* START Recorded information *

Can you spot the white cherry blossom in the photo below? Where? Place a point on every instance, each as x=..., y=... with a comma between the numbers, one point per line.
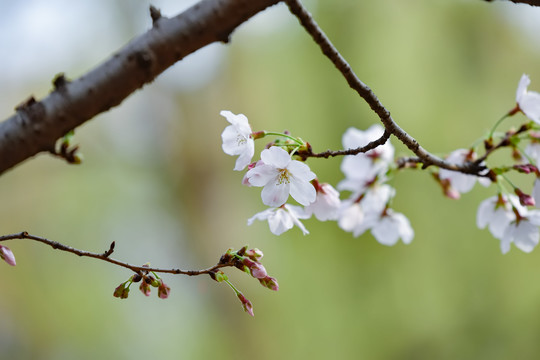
x=282, y=218
x=360, y=213
x=528, y=101
x=495, y=213
x=327, y=203
x=523, y=232
x=392, y=226
x=280, y=176
x=237, y=139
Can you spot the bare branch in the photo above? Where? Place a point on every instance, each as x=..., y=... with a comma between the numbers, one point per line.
x=105, y=256
x=37, y=125
x=365, y=92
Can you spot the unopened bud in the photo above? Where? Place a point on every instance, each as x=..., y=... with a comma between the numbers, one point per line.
x=218, y=275
x=246, y=304
x=122, y=291
x=254, y=254
x=270, y=283
x=145, y=288
x=163, y=290
x=524, y=199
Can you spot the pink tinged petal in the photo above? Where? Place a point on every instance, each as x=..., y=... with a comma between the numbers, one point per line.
x=276, y=156
x=303, y=192
x=275, y=194
x=7, y=255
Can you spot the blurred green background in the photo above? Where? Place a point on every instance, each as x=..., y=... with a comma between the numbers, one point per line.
x=156, y=181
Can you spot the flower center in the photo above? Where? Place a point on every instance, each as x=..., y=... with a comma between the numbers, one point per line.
x=240, y=140
x=283, y=176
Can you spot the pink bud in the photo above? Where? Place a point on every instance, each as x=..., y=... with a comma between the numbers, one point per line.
x=254, y=254
x=145, y=288
x=163, y=290
x=121, y=291
x=246, y=304
x=270, y=283
x=7, y=255
x=524, y=199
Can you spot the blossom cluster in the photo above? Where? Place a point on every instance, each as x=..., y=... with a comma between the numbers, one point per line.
x=508, y=215
x=281, y=177
x=147, y=281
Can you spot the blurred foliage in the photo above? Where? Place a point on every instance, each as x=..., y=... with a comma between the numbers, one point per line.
x=156, y=181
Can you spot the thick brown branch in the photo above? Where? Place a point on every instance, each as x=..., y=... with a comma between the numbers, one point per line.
x=36, y=125
x=365, y=92
x=105, y=256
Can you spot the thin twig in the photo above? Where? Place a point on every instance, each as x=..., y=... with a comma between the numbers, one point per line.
x=105, y=256
x=328, y=49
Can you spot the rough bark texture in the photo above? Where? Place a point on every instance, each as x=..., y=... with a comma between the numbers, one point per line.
x=37, y=125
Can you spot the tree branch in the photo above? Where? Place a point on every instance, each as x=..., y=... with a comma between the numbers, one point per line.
x=530, y=2
x=328, y=49
x=105, y=256
x=37, y=125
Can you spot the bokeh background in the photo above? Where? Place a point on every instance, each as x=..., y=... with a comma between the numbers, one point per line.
x=156, y=181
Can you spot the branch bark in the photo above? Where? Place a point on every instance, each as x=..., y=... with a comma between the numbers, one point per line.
x=37, y=125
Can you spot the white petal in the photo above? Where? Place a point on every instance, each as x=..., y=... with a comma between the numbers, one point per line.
x=280, y=221
x=385, y=232
x=274, y=194
x=530, y=105
x=526, y=236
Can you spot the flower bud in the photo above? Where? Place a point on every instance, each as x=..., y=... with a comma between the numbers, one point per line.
x=254, y=254
x=270, y=283
x=524, y=199
x=145, y=288
x=7, y=255
x=122, y=291
x=246, y=304
x=218, y=275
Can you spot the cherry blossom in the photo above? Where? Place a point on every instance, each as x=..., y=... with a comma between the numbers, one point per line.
x=237, y=139
x=460, y=182
x=359, y=213
x=392, y=226
x=280, y=176
x=327, y=203
x=528, y=102
x=282, y=218
x=361, y=169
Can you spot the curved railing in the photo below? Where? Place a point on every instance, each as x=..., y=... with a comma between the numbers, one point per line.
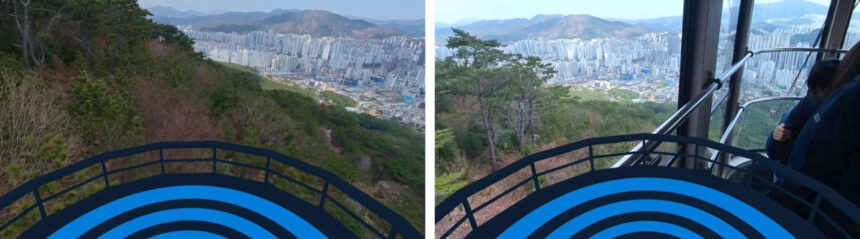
x=730, y=130
x=532, y=173
x=270, y=166
x=686, y=111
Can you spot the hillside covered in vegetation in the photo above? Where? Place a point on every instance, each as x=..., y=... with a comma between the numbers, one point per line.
x=493, y=108
x=81, y=77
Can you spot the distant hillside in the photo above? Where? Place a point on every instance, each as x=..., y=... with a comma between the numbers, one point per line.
x=580, y=26
x=547, y=27
x=786, y=9
x=786, y=12
x=313, y=22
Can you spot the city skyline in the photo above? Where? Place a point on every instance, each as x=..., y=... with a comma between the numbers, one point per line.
x=399, y=9
x=454, y=11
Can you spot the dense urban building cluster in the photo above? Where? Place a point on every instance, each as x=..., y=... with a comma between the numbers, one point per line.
x=384, y=76
x=649, y=64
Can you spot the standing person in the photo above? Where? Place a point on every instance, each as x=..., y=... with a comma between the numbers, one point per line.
x=781, y=140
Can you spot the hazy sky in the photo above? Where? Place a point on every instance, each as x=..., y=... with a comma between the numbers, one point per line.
x=377, y=9
x=450, y=11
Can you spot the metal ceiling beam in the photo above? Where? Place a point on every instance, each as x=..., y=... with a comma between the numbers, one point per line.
x=836, y=25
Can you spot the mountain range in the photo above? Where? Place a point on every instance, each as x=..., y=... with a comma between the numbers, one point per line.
x=766, y=16
x=312, y=22
x=548, y=27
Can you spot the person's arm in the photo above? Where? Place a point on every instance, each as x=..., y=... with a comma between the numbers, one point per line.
x=782, y=133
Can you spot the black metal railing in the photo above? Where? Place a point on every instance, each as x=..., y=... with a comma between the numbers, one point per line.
x=399, y=226
x=684, y=112
x=460, y=207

* END Recorded information *

[Stated exercise]:
Rewrite the records between the line holding "Can you spot the curved" and the line holding "x=686, y=111", inclusive, changing "curved railing" to "metal fence" and keeping everything else the same. Omit the picture from your answer.

[Reply]:
Can you spot the metal fence in the photo below? Where? Place a point on every instance, each as x=..., y=... with a comma between the numbers, one point per line.
x=730, y=130
x=532, y=173
x=270, y=166
x=686, y=111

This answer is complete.